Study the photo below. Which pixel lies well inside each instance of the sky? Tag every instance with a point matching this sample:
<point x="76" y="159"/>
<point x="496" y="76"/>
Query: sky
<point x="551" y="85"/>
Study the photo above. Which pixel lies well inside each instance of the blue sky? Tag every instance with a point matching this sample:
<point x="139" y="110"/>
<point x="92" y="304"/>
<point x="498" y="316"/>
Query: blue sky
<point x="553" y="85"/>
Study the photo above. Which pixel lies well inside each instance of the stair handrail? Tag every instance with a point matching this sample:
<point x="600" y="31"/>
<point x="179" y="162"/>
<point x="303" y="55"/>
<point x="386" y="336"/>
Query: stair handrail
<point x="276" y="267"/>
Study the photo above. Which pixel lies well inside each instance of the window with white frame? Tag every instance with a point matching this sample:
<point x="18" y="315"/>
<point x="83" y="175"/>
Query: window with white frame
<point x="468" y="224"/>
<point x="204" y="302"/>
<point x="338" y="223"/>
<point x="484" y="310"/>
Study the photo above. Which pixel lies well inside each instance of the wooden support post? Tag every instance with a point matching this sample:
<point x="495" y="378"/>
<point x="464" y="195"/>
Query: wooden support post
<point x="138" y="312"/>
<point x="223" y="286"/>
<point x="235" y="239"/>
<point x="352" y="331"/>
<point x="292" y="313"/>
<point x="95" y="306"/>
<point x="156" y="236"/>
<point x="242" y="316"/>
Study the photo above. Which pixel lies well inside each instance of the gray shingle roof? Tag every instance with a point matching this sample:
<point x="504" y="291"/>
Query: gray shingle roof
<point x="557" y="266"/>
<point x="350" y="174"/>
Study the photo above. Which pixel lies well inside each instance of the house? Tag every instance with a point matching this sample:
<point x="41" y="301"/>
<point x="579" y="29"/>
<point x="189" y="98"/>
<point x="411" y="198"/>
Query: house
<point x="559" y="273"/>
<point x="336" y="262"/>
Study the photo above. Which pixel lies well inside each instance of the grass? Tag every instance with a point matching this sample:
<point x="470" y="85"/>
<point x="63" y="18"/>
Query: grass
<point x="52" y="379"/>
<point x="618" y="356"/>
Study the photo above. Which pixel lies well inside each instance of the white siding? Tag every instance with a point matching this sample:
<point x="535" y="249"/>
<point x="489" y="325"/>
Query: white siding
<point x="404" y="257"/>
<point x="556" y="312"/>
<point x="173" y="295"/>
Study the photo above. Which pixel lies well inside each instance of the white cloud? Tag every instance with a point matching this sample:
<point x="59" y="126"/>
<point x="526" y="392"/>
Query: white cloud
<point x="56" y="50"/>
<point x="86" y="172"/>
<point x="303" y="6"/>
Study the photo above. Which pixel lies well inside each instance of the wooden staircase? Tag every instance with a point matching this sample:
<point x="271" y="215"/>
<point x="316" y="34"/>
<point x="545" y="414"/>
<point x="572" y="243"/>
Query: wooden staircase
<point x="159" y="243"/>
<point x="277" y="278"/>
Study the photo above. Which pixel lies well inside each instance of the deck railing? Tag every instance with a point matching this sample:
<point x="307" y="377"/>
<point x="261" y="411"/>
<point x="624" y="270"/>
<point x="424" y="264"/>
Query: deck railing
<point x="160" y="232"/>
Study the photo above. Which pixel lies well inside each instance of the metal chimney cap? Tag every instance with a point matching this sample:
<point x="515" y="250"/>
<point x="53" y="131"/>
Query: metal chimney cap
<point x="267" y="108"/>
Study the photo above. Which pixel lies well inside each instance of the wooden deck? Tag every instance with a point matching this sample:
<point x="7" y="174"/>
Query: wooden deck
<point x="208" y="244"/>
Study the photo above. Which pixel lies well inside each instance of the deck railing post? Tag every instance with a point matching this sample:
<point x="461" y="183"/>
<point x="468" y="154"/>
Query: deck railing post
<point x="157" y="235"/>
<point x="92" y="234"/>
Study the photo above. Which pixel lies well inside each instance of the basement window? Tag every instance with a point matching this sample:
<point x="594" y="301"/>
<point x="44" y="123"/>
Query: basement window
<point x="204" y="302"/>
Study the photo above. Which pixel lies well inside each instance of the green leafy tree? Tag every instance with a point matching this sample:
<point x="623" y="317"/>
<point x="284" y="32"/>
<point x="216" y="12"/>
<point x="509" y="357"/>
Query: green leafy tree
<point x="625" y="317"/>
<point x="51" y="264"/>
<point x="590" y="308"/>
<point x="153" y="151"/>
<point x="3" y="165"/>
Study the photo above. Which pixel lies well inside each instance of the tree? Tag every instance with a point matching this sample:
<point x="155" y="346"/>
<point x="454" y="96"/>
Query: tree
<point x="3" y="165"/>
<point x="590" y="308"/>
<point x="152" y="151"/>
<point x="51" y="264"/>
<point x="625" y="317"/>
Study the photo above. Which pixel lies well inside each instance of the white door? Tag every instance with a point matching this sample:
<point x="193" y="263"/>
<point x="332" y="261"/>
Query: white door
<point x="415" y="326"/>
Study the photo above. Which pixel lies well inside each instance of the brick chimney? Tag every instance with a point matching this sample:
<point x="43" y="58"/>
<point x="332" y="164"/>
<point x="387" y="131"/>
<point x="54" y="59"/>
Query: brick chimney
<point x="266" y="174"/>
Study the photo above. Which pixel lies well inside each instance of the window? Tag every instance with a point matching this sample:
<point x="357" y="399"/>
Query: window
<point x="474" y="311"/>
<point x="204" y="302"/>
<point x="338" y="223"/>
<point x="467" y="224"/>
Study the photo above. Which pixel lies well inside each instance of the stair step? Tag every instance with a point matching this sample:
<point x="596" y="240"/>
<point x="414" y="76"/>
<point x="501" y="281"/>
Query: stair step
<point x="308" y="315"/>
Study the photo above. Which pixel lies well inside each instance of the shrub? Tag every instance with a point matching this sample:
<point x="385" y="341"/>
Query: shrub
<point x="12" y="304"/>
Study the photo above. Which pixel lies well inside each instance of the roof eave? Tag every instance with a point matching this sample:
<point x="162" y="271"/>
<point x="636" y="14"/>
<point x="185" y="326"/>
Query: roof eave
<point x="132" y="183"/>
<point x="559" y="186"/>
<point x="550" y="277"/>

· · · · ·

Problem to solve:
Quote every one of the lines above verbatim, changing nothing.

Task solution:
Study the photo below. Which pixel lies well inside each instance of the sky? Tag every instance with a point matching this sample:
<point x="76" y="159"/>
<point x="496" y="76"/>
Query: sky
<point x="551" y="85"/>
Study the photo above. Which pixel lies well inside each instance of the blue sky? Tag every instance with a point matching this sample:
<point x="139" y="110"/>
<point x="92" y="304"/>
<point x="498" y="316"/>
Query: blue sky
<point x="553" y="85"/>
Study the photo above. Which pixel lies well inside each instance of the stair handrail? Tag every instance with a point matching this sample:
<point x="600" y="31"/>
<point x="179" y="162"/>
<point x="303" y="55"/>
<point x="386" y="336"/>
Query: stair handrail
<point x="276" y="267"/>
Study the photo above. Which pixel lies well inside each instance of the window with white frame? Tag every instance with a point matching this sample:
<point x="18" y="315"/>
<point x="83" y="175"/>
Query: window with white frame
<point x="468" y="224"/>
<point x="204" y="302"/>
<point x="338" y="223"/>
<point x="484" y="310"/>
Study the photo above. Which pixel lies well inside each instance of the wooden support post? Tag every instance with a point matching this sample:
<point x="495" y="378"/>
<point x="464" y="195"/>
Query: wooden support post
<point x="138" y="312"/>
<point x="223" y="286"/>
<point x="235" y="239"/>
<point x="352" y="331"/>
<point x="292" y="313"/>
<point x="95" y="306"/>
<point x="156" y="236"/>
<point x="242" y="316"/>
Study the photo above. Which pixel lies well inside each instance of the gray shingle roof? Tag every instance with a point matching this sample:
<point x="504" y="291"/>
Query: gray shingle roof
<point x="557" y="266"/>
<point x="350" y="174"/>
Study the photo above. Which pixel lies well inside each instance of the house? Tag every instance with a point matching this sample:
<point x="41" y="301"/>
<point x="579" y="29"/>
<point x="189" y="98"/>
<point x="411" y="198"/>
Query: house
<point x="559" y="273"/>
<point x="336" y="262"/>
Study the photo above. Which pixel lies well inside each instance of the grass? Tag every instance with a point matching this sample:
<point x="470" y="85"/>
<point x="63" y="18"/>
Query: grass
<point x="52" y="379"/>
<point x="618" y="356"/>
Study the photo above. Which pixel lies well inside each instance of the white siding? Tag every instance with a point matching this sample:
<point x="535" y="249"/>
<point x="489" y="325"/>
Query: white siding
<point x="404" y="257"/>
<point x="556" y="312"/>
<point x="173" y="295"/>
Study the photo above. Which pixel lies well inside each instance of the white cloud? Tag every instance with a point matching this sample:
<point x="59" y="126"/>
<point x="526" y="392"/>
Query: white cloud
<point x="56" y="50"/>
<point x="86" y="172"/>
<point x="303" y="6"/>
Study the photo above. Which pixel lies well inside each instance of the wooden staircase? Tag every instance with a point matching this sample:
<point x="271" y="215"/>
<point x="316" y="34"/>
<point x="545" y="414"/>
<point x="572" y="243"/>
Query: wooden staircase
<point x="159" y="243"/>
<point x="277" y="278"/>
Study the photo above. Which pixel lies well inside each instance of the deck railing? Tag every instance with a point matching this sample:
<point x="307" y="377"/>
<point x="261" y="411"/>
<point x="624" y="270"/>
<point x="424" y="264"/>
Query: deck railing
<point x="160" y="232"/>
Study the photo above. Which pixel lies well inside each instance of the metal chimney cap? Tag every instance with a point matching this sample:
<point x="515" y="250"/>
<point x="53" y="131"/>
Query: metal chimney cap
<point x="267" y="108"/>
Study the photo above. Which pixel lies well inside each instance of the wooden deck? Tag every instance with a point matching this sample:
<point x="7" y="174"/>
Query: wooden deck
<point x="208" y="244"/>
Study the photo above. Which pixel lies well inside each instance of the deck railing post? Tag every instance with a point matching this sample:
<point x="461" y="183"/>
<point x="468" y="154"/>
Query: deck railing post
<point x="157" y="235"/>
<point x="92" y="234"/>
Study the photo above. Which pixel lies well inside each instance of the basement window? Tag every instance with a point matching this sample:
<point x="594" y="301"/>
<point x="44" y="123"/>
Query: basement window
<point x="204" y="302"/>
Study the photo above. Which pixel lies well inside each instance of the green leafy tree? Tag every instance with a point matching this sample:
<point x="623" y="317"/>
<point x="284" y="32"/>
<point x="216" y="12"/>
<point x="509" y="357"/>
Query: green leafy tree
<point x="625" y="317"/>
<point x="51" y="264"/>
<point x="590" y="308"/>
<point x="153" y="151"/>
<point x="3" y="165"/>
Study the photo above. Which pixel lies well inside each instance of the tree? Tag every instance with a point matching this sample:
<point x="155" y="346"/>
<point x="454" y="96"/>
Query: tree
<point x="3" y="165"/>
<point x="590" y="308"/>
<point x="152" y="151"/>
<point x="51" y="264"/>
<point x="625" y="317"/>
Study the photo above. Which pixel lies well inside each instance of the white door? Tag every instance with a point matching this sample:
<point x="193" y="263"/>
<point x="332" y="261"/>
Query: white door
<point x="415" y="326"/>
Study the photo above. Which pixel lies well inside each instance of the brick chimney? Tag every instance with a point matching this sample:
<point x="43" y="58"/>
<point x="332" y="164"/>
<point x="387" y="131"/>
<point x="54" y="59"/>
Query: brick chimney
<point x="266" y="174"/>
Study the photo above. Which pixel lies well inside each instance of the window? Tag every instance with a point matching this sample:
<point x="357" y="399"/>
Query: window
<point x="474" y="311"/>
<point x="204" y="302"/>
<point x="338" y="223"/>
<point x="467" y="224"/>
Study the photo above. Which pixel lies well inside each instance of the stair step? Tag every instance with a point matching this sample:
<point x="596" y="240"/>
<point x="414" y="76"/>
<point x="501" y="281"/>
Query: stair step
<point x="308" y="315"/>
Study the photo above. Which pixel lies well inside each instance of the shrub? Tag every instance with a point matching this sample:
<point x="385" y="341"/>
Query: shrub
<point x="12" y="304"/>
Study the photo above. Which pixel lies well inside each instance of the roof eave? Tag every instance with a point matching this sample:
<point x="162" y="271"/>
<point x="636" y="14"/>
<point x="185" y="326"/>
Query: roof eave
<point x="132" y="183"/>
<point x="559" y="186"/>
<point x="550" y="277"/>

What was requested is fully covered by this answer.